* EXTRAHIERTE DATEN:
^^^^^^^^

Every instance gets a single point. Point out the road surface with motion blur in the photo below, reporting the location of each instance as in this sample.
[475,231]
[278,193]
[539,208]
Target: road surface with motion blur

^^^^^^^^

* AUFGABE UND ANFORDERUNGEN: Überführe die obigen Daten in eine Markdown-Tabelle mit den Spalten „Nummer“ und „Zeile“. Jede nicht leere Zeile erhält eine eigene Tabellenzeile mit fortlaufender Nummer, und Leerzeilen entfallen.

* ERGEBNIS DIESER AUFGABE:
| Nummer | Zeile |
|---|---|
| 1 | Every instance gets a single point. Point out the road surface with motion blur in the photo below, reporting the location of each instance as in this sample. |
| 2 | [475,231] |
| 3 | [278,193] |
| 4 | [539,208] |
| 5 | Target: road surface with motion blur |